▶ [What is needed] Within the records below, reproduce without change the lines from the line that has "Where can you find the white dress" through the line that has "point(118, 84)", and only those.

(Saved entries)

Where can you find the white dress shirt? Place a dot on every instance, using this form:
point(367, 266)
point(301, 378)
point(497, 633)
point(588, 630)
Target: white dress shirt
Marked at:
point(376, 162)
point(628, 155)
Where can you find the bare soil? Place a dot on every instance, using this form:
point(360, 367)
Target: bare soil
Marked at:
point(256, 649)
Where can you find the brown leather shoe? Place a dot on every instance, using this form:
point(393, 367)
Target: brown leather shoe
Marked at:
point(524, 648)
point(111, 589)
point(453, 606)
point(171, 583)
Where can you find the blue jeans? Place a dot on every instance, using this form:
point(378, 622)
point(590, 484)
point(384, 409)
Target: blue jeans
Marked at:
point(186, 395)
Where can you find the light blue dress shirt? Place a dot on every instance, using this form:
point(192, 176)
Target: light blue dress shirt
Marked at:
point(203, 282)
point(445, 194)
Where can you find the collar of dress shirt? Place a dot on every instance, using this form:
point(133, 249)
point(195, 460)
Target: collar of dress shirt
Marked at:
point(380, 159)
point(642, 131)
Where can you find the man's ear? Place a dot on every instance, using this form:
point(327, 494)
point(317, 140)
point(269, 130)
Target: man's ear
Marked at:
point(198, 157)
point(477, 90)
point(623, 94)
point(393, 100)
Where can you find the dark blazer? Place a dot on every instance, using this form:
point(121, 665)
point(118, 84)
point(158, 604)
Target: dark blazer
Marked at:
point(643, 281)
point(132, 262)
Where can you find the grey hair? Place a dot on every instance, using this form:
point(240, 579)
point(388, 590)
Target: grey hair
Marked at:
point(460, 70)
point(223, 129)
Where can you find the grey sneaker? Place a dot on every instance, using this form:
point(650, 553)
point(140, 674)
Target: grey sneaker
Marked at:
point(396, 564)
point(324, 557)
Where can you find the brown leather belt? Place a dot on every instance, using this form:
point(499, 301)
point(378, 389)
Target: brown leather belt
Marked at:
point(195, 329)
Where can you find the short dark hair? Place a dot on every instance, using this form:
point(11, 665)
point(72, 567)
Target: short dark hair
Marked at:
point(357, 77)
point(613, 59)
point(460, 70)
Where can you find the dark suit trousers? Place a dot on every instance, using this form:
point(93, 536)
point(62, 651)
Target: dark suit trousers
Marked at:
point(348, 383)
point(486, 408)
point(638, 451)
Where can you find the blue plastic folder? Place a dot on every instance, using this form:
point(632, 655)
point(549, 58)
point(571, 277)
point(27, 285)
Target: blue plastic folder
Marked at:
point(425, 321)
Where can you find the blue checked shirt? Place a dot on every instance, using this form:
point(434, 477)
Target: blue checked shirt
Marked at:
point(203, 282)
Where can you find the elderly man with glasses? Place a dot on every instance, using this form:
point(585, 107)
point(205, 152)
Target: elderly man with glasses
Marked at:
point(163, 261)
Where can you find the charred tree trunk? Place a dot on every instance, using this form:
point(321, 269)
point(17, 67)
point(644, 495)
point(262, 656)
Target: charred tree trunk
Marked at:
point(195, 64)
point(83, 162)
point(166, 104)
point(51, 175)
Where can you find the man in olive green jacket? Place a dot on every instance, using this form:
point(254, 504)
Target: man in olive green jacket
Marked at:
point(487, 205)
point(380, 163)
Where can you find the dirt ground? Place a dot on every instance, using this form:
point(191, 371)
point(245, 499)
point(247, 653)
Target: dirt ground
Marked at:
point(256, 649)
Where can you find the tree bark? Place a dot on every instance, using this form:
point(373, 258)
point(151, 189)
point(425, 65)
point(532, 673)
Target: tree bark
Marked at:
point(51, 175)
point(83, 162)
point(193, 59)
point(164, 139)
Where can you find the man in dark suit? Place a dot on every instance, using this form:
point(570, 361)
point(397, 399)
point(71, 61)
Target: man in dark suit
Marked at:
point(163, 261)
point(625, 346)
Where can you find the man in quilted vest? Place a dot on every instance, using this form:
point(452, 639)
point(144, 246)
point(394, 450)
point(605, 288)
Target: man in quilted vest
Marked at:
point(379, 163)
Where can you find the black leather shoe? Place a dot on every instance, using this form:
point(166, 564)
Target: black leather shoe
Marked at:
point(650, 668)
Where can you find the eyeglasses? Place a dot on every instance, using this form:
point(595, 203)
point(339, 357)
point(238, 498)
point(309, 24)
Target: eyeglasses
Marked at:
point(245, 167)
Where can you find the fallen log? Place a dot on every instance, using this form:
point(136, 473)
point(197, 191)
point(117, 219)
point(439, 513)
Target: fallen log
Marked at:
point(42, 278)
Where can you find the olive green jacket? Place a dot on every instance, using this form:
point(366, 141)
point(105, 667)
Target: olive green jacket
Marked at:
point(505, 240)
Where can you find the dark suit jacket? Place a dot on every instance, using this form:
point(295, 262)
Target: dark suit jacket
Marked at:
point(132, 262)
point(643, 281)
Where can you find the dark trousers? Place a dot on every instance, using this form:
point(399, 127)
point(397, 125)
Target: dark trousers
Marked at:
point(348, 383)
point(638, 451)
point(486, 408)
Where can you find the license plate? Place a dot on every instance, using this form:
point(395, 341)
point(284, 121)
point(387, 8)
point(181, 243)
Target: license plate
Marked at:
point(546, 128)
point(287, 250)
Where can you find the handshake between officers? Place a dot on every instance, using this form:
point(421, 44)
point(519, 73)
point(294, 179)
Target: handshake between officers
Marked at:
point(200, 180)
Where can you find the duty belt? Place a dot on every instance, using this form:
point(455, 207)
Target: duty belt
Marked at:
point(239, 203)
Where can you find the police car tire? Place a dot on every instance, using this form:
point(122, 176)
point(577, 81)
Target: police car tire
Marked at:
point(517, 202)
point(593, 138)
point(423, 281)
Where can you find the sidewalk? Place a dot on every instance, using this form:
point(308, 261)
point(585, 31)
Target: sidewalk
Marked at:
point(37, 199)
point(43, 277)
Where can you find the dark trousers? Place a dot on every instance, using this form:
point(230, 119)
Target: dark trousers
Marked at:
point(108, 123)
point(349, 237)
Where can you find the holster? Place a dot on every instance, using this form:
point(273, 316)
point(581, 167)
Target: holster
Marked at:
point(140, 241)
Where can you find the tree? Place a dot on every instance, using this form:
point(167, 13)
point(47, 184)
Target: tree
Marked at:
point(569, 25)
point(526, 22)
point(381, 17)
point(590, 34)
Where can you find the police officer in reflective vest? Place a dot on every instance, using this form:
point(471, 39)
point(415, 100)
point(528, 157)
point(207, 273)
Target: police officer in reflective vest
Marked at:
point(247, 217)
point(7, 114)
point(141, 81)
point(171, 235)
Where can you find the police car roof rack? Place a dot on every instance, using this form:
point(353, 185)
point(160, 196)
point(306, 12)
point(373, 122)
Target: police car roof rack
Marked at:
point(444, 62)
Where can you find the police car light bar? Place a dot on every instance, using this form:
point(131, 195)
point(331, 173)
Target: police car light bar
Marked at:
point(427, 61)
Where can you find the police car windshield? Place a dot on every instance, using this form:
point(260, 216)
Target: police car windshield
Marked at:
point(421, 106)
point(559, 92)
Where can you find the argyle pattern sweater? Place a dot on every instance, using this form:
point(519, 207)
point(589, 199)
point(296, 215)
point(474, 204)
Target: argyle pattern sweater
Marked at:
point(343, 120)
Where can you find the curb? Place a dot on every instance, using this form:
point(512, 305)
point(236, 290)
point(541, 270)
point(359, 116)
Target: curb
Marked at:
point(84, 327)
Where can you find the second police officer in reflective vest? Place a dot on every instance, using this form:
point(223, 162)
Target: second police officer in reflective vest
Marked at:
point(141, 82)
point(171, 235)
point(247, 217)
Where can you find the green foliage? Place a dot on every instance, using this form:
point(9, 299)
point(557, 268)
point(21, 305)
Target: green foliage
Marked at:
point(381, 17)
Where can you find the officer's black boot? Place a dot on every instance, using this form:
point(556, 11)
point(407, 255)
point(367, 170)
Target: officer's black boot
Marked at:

==

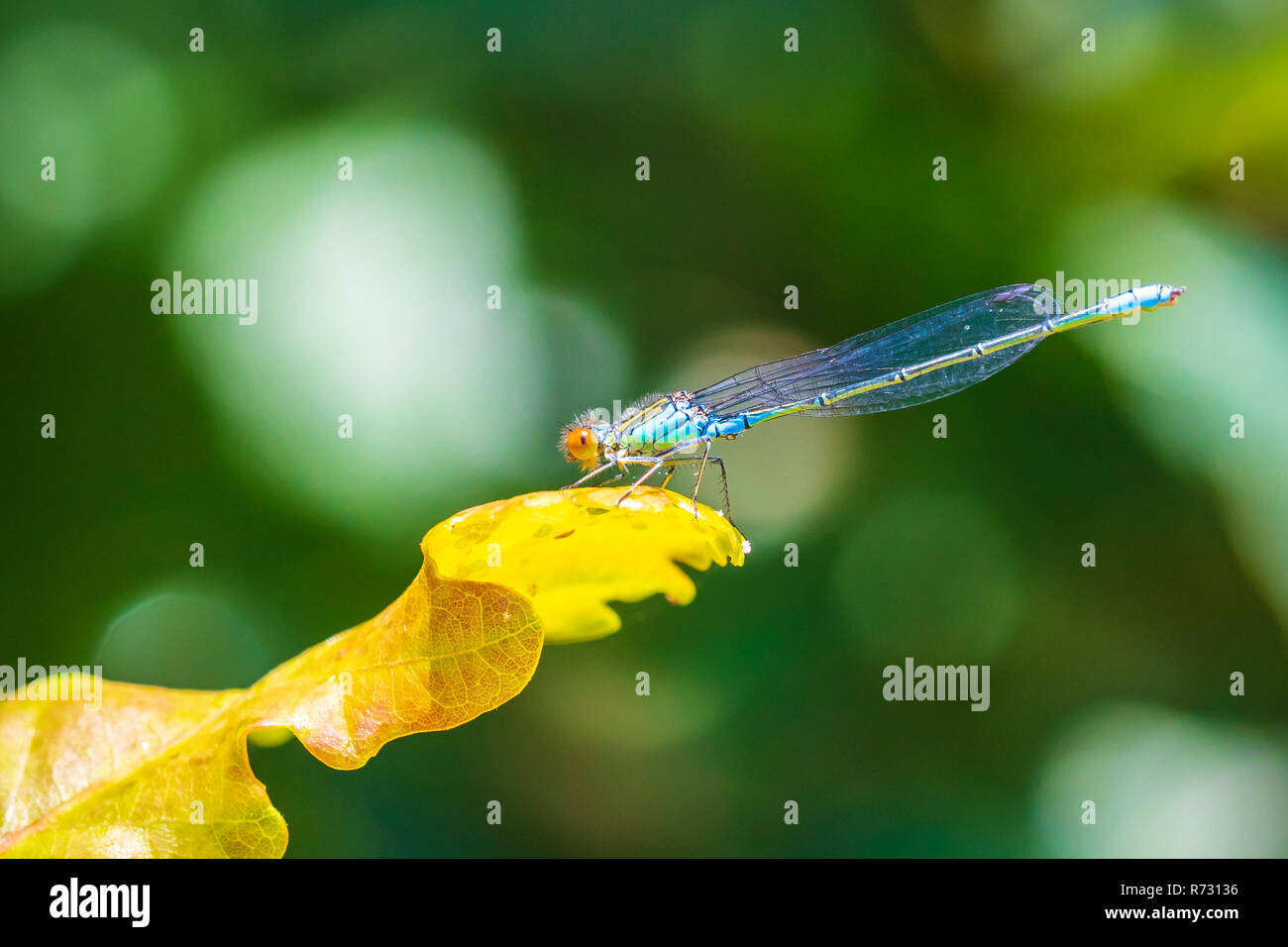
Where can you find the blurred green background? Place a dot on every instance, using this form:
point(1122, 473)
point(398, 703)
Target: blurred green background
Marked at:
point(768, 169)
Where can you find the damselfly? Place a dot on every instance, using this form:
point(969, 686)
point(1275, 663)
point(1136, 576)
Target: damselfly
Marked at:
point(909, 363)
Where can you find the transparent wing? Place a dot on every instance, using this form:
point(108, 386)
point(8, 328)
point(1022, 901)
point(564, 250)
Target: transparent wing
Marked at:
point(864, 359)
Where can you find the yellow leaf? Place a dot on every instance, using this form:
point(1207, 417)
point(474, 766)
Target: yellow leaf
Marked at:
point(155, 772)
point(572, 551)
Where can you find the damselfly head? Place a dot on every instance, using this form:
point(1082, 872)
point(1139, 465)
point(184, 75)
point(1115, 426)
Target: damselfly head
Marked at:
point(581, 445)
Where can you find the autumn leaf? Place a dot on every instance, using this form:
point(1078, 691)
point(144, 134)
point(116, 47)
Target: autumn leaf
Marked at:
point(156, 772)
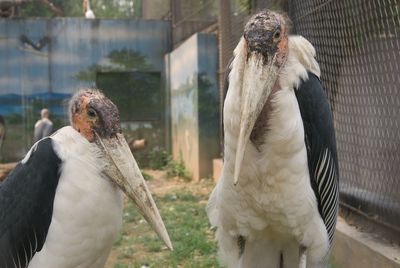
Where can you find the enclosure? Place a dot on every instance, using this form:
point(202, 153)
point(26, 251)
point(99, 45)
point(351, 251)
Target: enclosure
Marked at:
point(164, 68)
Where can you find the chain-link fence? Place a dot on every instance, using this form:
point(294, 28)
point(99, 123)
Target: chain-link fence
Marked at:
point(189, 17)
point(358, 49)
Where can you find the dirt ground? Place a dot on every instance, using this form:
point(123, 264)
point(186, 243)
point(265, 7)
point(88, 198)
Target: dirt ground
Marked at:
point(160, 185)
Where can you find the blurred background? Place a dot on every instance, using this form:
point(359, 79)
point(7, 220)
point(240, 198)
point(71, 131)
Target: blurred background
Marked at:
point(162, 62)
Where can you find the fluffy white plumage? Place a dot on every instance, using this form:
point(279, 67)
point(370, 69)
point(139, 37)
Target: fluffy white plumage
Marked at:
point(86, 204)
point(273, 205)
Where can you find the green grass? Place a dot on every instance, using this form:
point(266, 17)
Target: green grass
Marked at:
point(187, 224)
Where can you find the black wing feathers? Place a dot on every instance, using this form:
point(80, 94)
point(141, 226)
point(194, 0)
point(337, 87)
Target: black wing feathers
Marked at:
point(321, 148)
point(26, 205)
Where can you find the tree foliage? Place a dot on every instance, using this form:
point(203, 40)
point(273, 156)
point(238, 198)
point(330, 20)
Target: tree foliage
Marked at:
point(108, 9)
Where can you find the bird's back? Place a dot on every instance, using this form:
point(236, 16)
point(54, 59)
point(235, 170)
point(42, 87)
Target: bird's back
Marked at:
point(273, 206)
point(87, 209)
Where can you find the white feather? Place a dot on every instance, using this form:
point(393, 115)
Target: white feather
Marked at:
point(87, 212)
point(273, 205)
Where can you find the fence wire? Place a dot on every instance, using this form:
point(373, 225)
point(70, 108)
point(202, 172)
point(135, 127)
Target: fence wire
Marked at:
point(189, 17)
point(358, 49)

...

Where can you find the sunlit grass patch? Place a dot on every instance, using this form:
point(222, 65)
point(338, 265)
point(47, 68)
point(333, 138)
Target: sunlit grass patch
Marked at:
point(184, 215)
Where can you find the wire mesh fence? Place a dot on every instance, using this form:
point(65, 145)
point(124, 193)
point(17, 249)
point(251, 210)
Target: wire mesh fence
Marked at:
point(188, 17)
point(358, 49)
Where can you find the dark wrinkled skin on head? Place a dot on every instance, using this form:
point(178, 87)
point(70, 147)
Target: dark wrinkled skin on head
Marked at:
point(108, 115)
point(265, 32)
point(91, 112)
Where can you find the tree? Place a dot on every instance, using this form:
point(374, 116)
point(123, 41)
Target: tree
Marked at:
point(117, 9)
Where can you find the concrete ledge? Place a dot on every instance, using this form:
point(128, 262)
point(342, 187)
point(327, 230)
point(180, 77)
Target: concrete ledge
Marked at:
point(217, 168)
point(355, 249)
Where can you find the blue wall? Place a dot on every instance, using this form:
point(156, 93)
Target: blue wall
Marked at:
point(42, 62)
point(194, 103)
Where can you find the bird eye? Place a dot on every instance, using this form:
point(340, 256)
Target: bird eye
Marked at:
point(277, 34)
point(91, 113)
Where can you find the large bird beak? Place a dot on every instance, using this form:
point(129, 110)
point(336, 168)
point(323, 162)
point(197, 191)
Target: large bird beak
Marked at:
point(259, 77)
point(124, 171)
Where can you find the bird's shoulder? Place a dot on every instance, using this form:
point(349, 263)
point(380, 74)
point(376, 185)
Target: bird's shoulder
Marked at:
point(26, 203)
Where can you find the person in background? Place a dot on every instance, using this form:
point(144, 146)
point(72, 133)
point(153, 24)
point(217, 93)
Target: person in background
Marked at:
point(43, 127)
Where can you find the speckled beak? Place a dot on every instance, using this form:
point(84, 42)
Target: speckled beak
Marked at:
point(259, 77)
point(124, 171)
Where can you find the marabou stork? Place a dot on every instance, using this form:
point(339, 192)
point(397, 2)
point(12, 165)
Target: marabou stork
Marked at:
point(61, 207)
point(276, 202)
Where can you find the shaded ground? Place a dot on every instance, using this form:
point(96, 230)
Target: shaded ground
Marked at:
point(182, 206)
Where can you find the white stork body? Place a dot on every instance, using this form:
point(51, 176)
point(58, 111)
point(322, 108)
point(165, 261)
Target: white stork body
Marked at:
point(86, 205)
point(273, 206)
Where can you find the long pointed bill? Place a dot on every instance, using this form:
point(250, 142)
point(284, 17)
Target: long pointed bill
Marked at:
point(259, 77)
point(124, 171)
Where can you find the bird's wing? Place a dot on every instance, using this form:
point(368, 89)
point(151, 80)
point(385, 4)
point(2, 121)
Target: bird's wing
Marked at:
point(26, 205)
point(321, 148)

▶ [Result]
Where can you find the white dress shirt? Place a dot on every instance, using this form:
point(367, 266)
point(301, 378)
point(497, 633)
point(588, 630)
Target: white dress shirt
Marked at:
point(376, 162)
point(628, 155)
Where can you find the bare soil? Place a dot on every instance, using this form:
point(360, 367)
Target: bare soil
Marked at:
point(256, 649)
Where can you find the brown leather shoe? Place a dot on every instance, using this form:
point(393, 367)
Target: brown leather shoe
Marked at:
point(524, 648)
point(111, 589)
point(453, 606)
point(171, 583)
Where can you find the blue jeans? Place a dot on every instance, using this form:
point(378, 622)
point(590, 484)
point(384, 409)
Target: blue jeans
Marked at:
point(186, 395)
Where can you find the light blue dress shirt? Place a dot on every instance, using this form:
point(192, 176)
Target: light blue dress shirt
Marked at:
point(203, 282)
point(445, 194)
Where can you find the collar of dress shirt? Place a dot on every instance, using this form:
point(133, 249)
point(195, 460)
Target: collar of dress shirt
Marked at:
point(380, 159)
point(642, 131)
Where can you find the man's ear? Place a dot on every instance, using this form:
point(327, 494)
point(317, 140)
point(269, 130)
Target: man's ear
Marked at:
point(198, 157)
point(477, 90)
point(623, 94)
point(393, 100)
Where can you find the dark blazer? Place a dot on every instance, using this form:
point(121, 665)
point(118, 84)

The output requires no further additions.